▸ SHORT PROBLEM: Replace "instance" with "object" in the data below, starting at the line that has "Return an outline for every instance of the **green bush**" and ending after the line that has "[[[246,157],[246,165],[258,165],[258,161],[256,160],[256,156]]]", and return only those lines with nothing else changed.

[Dataset records]
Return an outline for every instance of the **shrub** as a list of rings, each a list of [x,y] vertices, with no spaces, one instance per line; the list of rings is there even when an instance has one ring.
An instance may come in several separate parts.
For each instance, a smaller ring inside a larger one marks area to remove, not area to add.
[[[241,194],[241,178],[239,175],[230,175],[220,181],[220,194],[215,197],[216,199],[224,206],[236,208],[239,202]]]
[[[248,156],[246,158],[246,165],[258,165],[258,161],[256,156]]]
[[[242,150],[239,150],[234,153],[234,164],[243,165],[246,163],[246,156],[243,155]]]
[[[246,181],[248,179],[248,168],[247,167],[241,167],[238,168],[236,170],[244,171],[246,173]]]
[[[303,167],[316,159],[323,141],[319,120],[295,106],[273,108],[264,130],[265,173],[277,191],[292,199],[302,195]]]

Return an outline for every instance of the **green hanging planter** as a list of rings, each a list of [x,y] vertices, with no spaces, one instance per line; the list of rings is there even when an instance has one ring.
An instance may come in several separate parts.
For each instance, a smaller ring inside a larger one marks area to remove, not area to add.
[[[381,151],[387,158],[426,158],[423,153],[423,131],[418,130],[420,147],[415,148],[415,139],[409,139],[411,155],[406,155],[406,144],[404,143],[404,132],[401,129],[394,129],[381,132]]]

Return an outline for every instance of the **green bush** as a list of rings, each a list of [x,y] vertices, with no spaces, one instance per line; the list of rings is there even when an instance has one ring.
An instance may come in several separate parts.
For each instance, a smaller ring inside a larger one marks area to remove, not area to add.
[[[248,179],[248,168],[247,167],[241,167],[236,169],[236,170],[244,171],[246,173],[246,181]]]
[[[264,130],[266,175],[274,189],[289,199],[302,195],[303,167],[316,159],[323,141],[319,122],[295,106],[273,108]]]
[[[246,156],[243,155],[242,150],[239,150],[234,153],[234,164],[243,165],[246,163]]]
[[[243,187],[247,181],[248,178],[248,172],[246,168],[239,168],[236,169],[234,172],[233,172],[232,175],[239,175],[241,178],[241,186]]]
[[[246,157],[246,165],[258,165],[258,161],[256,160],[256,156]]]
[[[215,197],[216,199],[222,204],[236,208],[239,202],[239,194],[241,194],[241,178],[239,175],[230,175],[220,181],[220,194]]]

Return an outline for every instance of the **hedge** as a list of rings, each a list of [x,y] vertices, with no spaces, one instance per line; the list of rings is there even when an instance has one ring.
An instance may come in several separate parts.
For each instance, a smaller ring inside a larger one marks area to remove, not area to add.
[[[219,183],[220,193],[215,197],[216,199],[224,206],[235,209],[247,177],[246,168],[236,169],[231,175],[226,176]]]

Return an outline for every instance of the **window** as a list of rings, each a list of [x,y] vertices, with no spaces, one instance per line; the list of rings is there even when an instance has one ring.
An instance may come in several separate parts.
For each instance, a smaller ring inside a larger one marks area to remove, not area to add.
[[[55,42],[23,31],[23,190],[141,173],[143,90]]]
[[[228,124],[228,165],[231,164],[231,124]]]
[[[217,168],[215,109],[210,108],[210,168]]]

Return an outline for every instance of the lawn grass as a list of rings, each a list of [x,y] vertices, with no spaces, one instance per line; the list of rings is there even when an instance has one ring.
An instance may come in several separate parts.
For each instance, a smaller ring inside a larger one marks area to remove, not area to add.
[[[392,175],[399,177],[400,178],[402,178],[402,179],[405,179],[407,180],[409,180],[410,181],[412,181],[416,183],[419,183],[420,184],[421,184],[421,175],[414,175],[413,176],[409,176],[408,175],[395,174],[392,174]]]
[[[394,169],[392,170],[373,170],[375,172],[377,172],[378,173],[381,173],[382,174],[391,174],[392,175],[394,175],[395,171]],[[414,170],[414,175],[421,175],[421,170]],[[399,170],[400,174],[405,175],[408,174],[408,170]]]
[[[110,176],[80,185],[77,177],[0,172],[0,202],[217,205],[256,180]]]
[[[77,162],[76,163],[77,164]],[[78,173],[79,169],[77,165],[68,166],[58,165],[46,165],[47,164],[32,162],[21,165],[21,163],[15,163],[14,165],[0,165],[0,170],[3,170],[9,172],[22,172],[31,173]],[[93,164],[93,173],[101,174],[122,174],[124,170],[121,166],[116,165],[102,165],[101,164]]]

▸ RESULT:
Return an outline for every object of the **green bush** as a list of rings, each a list of [x,y] vertices, with no spaces, one object per line; the list of rings is there even when an object has one ring.
An object may come in several separate parts.
For each object, a smaller ring inside a larger one marks area to remove, not area to add.
[[[248,179],[248,168],[247,167],[241,167],[236,169],[236,170],[244,171],[246,173],[246,181]]]
[[[264,130],[266,175],[274,189],[289,199],[302,195],[303,167],[316,159],[323,141],[319,122],[295,106],[273,108]]]
[[[246,156],[243,155],[242,150],[239,150],[234,153],[234,164],[243,165],[246,163]]]
[[[243,187],[247,181],[248,178],[248,172],[246,168],[239,168],[236,169],[234,172],[233,172],[232,175],[239,175],[241,178],[241,186]]]
[[[246,157],[246,165],[258,165],[258,161],[256,160],[256,156]]]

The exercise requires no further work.